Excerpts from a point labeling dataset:

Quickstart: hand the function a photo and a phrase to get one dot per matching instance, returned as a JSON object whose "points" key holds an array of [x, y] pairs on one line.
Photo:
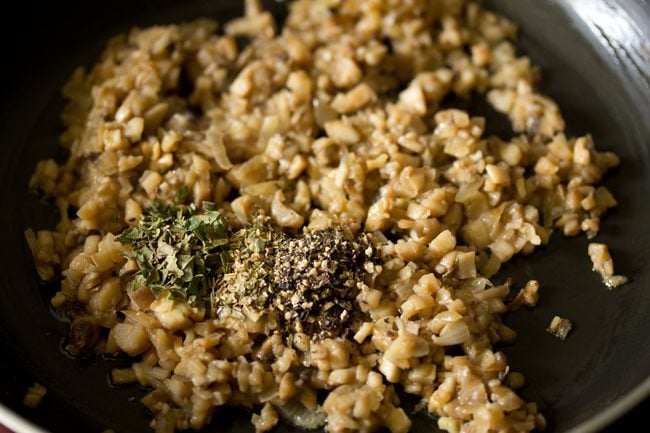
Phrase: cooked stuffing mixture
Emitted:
{"points": [[295, 219]]}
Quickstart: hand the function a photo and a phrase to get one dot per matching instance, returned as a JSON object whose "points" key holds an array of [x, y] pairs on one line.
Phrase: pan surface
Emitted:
{"points": [[595, 60]]}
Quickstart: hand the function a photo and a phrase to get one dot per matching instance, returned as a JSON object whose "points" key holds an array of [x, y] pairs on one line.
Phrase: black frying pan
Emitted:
{"points": [[595, 57]]}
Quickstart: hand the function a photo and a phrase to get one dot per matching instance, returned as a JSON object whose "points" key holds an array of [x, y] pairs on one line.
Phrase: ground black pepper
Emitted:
{"points": [[310, 279]]}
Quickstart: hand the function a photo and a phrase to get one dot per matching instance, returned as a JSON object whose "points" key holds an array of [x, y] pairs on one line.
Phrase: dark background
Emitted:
{"points": [[42, 43]]}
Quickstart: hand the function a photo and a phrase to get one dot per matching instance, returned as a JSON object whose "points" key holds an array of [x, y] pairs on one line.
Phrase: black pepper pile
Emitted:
{"points": [[310, 279]]}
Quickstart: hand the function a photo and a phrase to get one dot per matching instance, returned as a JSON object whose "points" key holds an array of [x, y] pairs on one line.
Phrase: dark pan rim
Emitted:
{"points": [[620, 407]]}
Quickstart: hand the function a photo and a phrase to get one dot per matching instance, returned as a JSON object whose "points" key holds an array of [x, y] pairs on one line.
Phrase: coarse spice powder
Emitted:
{"points": [[310, 279]]}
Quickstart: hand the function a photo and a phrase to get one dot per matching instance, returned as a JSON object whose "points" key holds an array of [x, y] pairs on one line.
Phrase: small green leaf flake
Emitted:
{"points": [[181, 251]]}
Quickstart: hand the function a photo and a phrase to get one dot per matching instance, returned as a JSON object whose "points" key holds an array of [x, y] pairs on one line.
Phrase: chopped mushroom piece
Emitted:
{"points": [[560, 327], [604, 265]]}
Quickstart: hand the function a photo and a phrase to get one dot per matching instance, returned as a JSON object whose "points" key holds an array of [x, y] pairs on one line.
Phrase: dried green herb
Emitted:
{"points": [[181, 194], [181, 251], [247, 281]]}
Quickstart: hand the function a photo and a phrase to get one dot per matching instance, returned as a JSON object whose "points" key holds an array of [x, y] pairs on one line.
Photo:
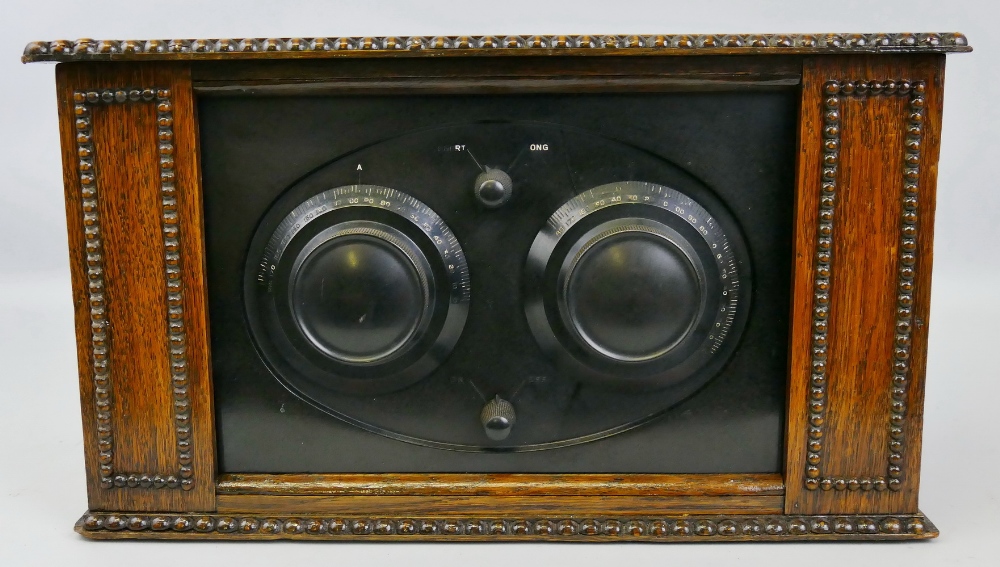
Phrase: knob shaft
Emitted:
{"points": [[493, 188]]}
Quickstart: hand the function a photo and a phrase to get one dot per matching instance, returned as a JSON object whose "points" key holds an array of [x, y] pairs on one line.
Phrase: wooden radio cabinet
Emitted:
{"points": [[343, 288]]}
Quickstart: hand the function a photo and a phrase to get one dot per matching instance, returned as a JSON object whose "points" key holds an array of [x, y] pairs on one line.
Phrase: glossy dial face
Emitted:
{"points": [[637, 285], [617, 300], [359, 289]]}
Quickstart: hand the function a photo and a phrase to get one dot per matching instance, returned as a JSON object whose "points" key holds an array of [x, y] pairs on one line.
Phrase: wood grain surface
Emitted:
{"points": [[503, 484], [851, 448], [143, 352]]}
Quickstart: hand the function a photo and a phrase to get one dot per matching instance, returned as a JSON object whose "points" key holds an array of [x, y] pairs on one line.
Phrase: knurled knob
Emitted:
{"points": [[498, 418]]}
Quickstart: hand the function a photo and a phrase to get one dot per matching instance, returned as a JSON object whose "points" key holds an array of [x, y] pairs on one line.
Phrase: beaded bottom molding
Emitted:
{"points": [[108, 525]]}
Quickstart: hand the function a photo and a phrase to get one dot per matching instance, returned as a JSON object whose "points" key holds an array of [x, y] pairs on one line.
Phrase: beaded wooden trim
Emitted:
{"points": [[283, 48], [834, 92], [84, 101], [103, 525]]}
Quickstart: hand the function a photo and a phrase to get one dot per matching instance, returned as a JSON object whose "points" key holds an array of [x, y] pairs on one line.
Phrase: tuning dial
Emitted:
{"points": [[361, 292], [359, 289], [632, 290], [498, 418], [493, 188]]}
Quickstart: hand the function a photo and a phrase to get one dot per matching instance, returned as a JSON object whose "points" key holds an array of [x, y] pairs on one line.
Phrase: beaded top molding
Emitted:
{"points": [[324, 47]]}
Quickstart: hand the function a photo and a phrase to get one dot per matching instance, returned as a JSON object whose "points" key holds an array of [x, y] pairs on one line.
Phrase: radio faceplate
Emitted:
{"points": [[489, 311], [725, 159]]}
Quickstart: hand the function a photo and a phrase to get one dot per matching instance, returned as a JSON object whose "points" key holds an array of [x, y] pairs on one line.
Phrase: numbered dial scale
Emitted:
{"points": [[360, 289], [586, 307], [637, 285]]}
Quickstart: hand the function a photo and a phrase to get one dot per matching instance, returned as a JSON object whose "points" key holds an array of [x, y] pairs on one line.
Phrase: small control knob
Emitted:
{"points": [[493, 188], [498, 418]]}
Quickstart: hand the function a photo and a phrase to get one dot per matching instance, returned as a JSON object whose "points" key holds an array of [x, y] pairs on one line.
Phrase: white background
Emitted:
{"points": [[42, 488]]}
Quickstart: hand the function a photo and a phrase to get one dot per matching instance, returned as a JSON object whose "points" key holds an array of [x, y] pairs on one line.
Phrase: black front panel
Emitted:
{"points": [[522, 362]]}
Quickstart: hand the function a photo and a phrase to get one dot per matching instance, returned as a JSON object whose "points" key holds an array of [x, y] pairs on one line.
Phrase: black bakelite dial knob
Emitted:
{"points": [[637, 285], [632, 291], [359, 289]]}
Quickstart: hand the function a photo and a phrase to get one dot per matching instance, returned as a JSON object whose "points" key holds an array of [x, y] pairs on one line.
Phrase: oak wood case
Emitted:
{"points": [[868, 146]]}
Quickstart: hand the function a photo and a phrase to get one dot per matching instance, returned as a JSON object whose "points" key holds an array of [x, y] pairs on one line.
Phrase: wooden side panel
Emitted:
{"points": [[869, 139], [133, 204], [500, 506]]}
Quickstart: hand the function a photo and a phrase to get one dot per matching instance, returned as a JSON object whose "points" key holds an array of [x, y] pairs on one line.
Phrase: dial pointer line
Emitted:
{"points": [[518, 158]]}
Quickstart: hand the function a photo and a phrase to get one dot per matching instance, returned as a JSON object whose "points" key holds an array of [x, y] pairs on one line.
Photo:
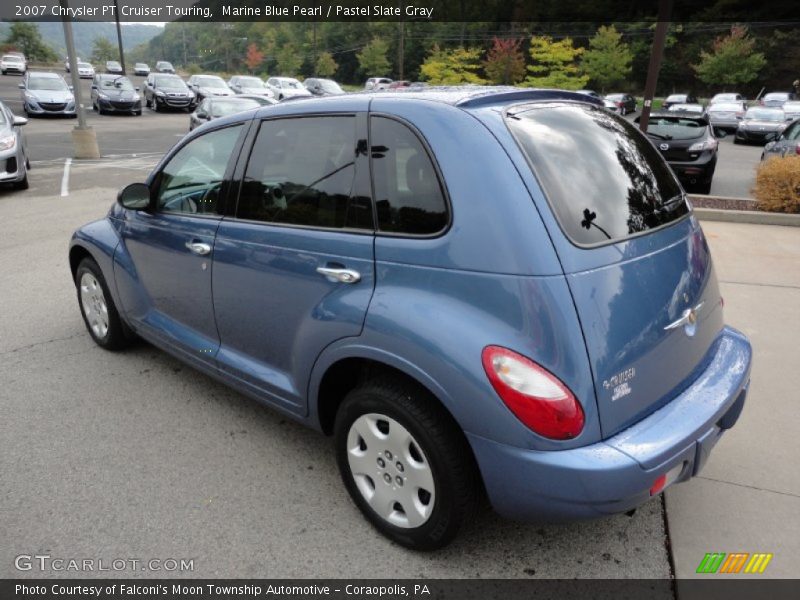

_Brief:_ Report only the number of lines in the entries that contain the string "green", matching case exactly.

_Exercise result:_ 2